Output the records exactly. Include every line.

━━━ SUPPLIED DATA ━━━

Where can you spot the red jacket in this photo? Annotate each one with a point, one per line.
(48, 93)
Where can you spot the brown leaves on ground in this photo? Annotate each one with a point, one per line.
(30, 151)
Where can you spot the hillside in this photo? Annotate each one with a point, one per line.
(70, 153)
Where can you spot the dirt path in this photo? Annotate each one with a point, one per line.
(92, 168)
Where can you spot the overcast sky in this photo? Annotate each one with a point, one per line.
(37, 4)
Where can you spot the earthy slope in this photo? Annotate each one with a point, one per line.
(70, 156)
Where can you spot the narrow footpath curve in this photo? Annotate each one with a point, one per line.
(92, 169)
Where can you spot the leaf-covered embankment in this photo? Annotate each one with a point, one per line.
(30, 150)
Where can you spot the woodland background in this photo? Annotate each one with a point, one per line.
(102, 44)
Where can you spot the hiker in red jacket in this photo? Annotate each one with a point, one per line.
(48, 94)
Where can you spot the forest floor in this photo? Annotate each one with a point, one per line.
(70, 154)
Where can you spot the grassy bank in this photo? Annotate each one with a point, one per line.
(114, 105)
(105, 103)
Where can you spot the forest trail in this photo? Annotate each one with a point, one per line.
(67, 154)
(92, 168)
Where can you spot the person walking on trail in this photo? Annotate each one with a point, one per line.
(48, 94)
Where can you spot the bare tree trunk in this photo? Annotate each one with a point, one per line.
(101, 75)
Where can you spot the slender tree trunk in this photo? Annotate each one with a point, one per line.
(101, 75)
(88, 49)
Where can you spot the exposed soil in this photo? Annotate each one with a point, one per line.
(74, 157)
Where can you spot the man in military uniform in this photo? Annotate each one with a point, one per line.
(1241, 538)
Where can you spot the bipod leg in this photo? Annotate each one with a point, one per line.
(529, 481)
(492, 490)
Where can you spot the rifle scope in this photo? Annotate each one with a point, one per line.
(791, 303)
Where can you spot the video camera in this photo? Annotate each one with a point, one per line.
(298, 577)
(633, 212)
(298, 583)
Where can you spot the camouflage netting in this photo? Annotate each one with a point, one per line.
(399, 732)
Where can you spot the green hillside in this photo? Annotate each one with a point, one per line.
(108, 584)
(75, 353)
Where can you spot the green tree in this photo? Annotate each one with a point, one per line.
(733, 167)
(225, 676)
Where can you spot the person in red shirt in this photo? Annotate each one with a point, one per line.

━━━

**THE OUTPUT:**
Where can you spot the red jacket in this photo? Annotate each one with a point, one per line.
(48, 93)
Where can you spot the brown leaves on ground in this photo? Annotate each one with a point, one per line.
(30, 151)
Where can you spot the hillside in this photo? Annotate each one with a point, one per line.
(70, 153)
Where can you spot the dirt path in this photo? Annotate each one with a point, one per line.
(92, 168)
Where can you spot the overcast sky in this photo? Annotate each one with a point, one per line.
(37, 4)
Where can you spot the earthy slope in this photo? Annotate each one with a point, one per line.
(70, 156)
Where can you spot the narrow footpath curve in this photo? Annotate each one with a point, one per line.
(92, 169)
Where can you spot the leaf-covered embankment in this photo? Annotate each one with a point, one per line.
(30, 150)
Where can you spot the woodland background in this photo? Annotate each one with a point, one per line.
(102, 44)
Where can you spot the hiker in red jacket in this photo? Annotate each one with a point, one per line.
(48, 94)
Where can you spot the forest floor in this photo? Annotate each one with a point, one per line.
(70, 154)
Where can you spot the grassy bank in this photo? Annotate each one with a point, one per line.
(114, 105)
(105, 103)
Where can you spot the forest trail in this photo? Annotate each one with a point, one per line.
(67, 154)
(92, 168)
Where can you spot the person walking on trail in this photo? Annotate each one with a point, one per line.
(48, 94)
Where can you spot the bare tree trunk in this photo? Annotate each one with a point, one per line.
(101, 75)
Where can you spot the slender tree trunk in this photo? Annotate each one with a point, one per line.
(101, 75)
(88, 49)
Where can you spot the exposed soil in this photo? Annotate each one with a point, one per line.
(74, 157)
Where can you spot the man in military uniform in this photo? Annotate each one with a point, one per line.
(1241, 538)
Where can you spot the bipod leg in this photo? Annotate each one with a point, one per line.
(529, 481)
(492, 490)
Where can you spot the rifle scope in this photo? Annotate each one with a point, one per line.
(791, 303)
Where can you spot the video camera in this photo? Annotate each one with a point, one per line.
(298, 577)
(633, 212)
(298, 583)
Where can you spot the camouflage netting in this photo? Annotate each one with a point, one per line.
(399, 732)
Where can you spot the green hillside in this photo? Annotate each one with a point, one per line.
(108, 584)
(75, 353)
Where can you spot the green tree in this photo? Annotate each one with a point, one per line.
(733, 167)
(225, 676)
Where can you spot the person in red shirt in this photo? Annotate each one with a point, one per line.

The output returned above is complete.